Data to process
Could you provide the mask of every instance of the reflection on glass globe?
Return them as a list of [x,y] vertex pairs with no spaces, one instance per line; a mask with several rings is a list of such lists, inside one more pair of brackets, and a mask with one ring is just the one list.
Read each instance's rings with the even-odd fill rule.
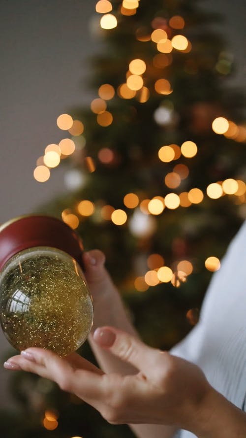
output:
[[81,269],[56,248],[18,253],[0,277],[0,318],[18,350],[41,347],[64,356],[86,340],[93,319],[90,293]]

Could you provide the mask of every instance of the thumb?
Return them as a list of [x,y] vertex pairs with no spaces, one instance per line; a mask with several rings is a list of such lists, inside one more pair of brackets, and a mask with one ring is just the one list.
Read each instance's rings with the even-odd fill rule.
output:
[[114,327],[99,327],[95,330],[93,337],[98,345],[146,373],[154,366],[159,356],[158,350]]

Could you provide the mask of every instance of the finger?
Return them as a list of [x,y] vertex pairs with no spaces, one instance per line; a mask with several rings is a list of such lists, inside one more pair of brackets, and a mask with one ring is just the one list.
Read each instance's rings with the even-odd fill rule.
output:
[[129,362],[146,374],[159,359],[160,352],[141,340],[114,327],[100,327],[95,331],[94,340],[122,360]]
[[75,369],[87,370],[92,371],[99,375],[104,374],[103,371],[96,367],[89,361],[87,360],[77,353],[72,353],[63,358],[63,360],[69,363]]

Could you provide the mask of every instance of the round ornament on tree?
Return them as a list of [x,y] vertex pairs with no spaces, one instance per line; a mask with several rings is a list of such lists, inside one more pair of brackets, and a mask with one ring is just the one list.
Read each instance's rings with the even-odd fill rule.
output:
[[93,306],[82,252],[79,236],[55,218],[26,216],[0,228],[0,319],[14,348],[64,356],[85,341]]

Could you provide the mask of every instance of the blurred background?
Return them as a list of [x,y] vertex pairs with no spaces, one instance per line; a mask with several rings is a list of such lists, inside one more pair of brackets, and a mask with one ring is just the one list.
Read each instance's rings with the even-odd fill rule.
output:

Exercise requirements
Copy out all of the lines above word for word, omitting the pictures.

Answer to this task
Could you provide the mask of every instance of the reflection on glass globe?
Return them as a list of [x,y] vertex pairs with no spaces, one instance per line; a mask with several rings is a list of such lists, inside one more pair of brackets, and a mask with one ring is just the one list.
Read each instance's rings with the even-odd fill rule.
output:
[[81,269],[56,248],[18,253],[0,277],[0,318],[18,350],[41,347],[64,356],[86,340],[93,319],[90,293]]

Could you provide the mask of every instance of the thumb?
Return them as a list of [x,y] vertex pairs with no spaces, one instance per line; a mask with several rings is a list of such lists, inside one more pair of brackets, and a mask with one ring is just the one list.
Read each instance's rings with the even-odd fill rule.
output:
[[114,327],[99,327],[95,330],[93,337],[98,345],[146,373],[154,366],[159,356],[158,350]]

Could you provide the mask of every instance of the finger?
Return them as a list of [x,y] vertex pairs with no spaces, one instance per line; a mask with several rings is a list of such lists, inside one more pair of brackets, and a mask with one ring is just the one list.
Read each instance's rings with the even-odd fill rule.
output:
[[129,362],[146,374],[159,359],[160,352],[141,340],[114,327],[100,327],[95,331],[94,340],[122,360]]
[[75,369],[87,370],[92,371],[99,375],[104,374],[103,371],[96,367],[89,361],[87,360],[77,353],[72,353],[63,358],[63,360],[69,363]]

Could you provide the mask of every instance of the round ornament on tree?
Return them as a list of [x,y] vertex pairs with no spaces, one instance per line; a mask with several rings is a list of such lists, inside one more pair of brackets, and a mask with one ring is just the one list.
Read each instance's rings with the even-odd fill rule.
output:
[[93,306],[82,252],[79,236],[55,218],[26,216],[0,228],[0,319],[14,348],[64,356],[85,341]]

Could you provide the mask of every instance of the blurred background?
Return them as a list of [x,y] vertex pairs with no spaces, one instance per line; a mask with several rings is a list of such lists, inside one more pair of brackets, and a mask with one ring is just the one list.
Read each instance's rings with the even-odd fill rule.
output:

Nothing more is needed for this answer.